(Stored items from a collection)

Segment Open

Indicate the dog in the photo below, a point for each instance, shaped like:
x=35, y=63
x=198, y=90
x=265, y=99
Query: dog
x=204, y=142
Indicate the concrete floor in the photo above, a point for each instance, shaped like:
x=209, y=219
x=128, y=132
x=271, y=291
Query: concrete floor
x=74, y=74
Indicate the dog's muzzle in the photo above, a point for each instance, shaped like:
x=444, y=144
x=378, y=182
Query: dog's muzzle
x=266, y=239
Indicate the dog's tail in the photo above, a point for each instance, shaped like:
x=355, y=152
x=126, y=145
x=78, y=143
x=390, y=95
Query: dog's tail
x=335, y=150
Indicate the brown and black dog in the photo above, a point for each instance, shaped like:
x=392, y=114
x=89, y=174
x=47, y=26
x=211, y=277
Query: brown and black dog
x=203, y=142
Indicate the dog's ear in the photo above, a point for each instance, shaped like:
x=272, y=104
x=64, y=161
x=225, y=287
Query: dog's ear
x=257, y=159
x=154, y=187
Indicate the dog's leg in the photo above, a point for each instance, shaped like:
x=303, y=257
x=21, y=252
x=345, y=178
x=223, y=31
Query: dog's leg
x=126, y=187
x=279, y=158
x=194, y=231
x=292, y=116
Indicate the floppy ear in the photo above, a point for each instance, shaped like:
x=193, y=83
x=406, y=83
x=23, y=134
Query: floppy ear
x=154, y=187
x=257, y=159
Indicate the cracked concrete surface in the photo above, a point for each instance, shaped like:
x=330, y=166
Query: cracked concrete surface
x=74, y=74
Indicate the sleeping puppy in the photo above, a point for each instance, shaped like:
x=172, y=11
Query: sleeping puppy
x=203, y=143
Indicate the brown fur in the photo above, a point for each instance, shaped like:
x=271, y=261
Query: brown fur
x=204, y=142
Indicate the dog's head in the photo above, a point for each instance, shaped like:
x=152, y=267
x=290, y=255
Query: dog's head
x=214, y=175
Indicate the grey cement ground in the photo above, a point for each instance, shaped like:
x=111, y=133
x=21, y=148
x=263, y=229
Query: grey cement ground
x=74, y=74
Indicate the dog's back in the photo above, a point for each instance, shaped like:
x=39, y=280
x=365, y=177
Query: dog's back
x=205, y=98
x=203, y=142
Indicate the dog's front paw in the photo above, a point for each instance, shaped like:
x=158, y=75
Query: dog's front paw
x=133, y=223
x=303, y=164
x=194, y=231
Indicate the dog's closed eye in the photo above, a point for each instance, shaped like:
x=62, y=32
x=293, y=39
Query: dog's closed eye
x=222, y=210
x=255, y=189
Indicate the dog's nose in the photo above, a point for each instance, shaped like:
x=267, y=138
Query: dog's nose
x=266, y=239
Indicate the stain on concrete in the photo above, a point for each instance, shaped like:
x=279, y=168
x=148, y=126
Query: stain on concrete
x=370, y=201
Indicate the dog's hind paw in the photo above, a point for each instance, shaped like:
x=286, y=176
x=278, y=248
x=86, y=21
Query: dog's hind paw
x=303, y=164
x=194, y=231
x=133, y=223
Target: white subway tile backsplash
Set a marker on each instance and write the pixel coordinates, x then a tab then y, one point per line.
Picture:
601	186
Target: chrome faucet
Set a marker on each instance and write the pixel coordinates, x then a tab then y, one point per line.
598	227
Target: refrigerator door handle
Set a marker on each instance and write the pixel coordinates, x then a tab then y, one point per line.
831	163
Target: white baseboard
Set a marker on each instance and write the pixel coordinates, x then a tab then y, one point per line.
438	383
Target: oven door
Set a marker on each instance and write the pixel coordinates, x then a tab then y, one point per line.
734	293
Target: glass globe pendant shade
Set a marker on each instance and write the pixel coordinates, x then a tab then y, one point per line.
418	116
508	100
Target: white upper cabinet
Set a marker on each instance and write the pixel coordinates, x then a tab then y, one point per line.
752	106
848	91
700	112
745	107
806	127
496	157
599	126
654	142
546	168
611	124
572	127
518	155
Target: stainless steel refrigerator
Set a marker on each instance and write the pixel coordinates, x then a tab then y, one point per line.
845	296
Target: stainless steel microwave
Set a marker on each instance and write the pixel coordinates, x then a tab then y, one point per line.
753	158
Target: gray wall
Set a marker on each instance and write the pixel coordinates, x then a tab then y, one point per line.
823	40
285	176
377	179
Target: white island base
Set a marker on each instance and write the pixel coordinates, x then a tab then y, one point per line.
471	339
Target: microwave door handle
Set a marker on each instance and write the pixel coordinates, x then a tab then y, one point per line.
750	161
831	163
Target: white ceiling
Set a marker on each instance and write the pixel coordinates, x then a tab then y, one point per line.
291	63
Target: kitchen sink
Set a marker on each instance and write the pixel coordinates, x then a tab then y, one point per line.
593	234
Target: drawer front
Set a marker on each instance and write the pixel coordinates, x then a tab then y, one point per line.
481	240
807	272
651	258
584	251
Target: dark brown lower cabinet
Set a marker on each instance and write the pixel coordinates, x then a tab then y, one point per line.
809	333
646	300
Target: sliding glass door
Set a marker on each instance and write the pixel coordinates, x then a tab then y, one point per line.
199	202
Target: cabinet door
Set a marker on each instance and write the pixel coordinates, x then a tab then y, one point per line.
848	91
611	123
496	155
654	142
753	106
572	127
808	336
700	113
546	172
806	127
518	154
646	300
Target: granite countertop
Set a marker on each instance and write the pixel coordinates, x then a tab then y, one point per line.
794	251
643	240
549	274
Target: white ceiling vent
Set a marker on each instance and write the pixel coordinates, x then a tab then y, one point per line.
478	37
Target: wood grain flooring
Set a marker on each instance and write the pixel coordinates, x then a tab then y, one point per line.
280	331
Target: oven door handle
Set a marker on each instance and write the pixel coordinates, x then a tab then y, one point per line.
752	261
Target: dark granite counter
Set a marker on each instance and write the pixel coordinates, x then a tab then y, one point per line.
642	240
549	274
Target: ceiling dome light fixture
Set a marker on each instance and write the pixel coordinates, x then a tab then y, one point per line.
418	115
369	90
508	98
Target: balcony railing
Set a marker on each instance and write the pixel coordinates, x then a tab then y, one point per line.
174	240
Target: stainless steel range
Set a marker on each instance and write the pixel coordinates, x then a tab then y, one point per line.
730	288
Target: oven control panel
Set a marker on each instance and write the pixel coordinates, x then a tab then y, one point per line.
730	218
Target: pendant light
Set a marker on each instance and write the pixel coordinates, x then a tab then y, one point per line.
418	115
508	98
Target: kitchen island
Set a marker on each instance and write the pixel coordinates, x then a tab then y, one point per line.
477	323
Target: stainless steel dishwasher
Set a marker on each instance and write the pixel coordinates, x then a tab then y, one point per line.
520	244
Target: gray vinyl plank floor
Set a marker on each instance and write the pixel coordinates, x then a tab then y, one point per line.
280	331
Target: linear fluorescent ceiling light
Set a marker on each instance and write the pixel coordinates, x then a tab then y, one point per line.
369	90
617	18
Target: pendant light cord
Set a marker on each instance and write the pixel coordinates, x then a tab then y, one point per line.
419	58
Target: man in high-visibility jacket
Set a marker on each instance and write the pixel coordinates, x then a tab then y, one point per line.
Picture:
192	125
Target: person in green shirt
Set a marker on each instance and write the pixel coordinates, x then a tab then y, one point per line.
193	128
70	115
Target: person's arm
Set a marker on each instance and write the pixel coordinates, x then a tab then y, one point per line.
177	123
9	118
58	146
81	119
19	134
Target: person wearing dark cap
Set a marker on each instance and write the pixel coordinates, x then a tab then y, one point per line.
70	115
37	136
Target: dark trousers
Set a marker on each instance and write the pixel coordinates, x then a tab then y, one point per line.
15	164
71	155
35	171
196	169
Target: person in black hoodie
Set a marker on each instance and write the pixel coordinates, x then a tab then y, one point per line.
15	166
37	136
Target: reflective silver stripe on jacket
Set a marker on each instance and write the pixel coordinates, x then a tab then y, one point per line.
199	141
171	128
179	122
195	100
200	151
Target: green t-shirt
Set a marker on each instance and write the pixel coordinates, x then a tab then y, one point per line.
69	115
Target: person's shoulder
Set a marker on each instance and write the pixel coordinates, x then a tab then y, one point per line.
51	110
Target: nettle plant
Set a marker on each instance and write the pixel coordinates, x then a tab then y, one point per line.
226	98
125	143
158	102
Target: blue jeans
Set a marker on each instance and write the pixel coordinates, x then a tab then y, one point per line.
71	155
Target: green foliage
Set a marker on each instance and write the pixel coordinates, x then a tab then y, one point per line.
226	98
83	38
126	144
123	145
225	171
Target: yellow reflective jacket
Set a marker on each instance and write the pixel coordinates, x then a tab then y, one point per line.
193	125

Segment Closed

WORK REQUEST | In the records above, find the lines containing "door" and copy them.

SOLUTION TO THIS TASK |
Target: refrigerator door handle
Target: oven door
Target: microwave door handle
Target: sliding glass door
Target: cabinet door
Target: oven door handle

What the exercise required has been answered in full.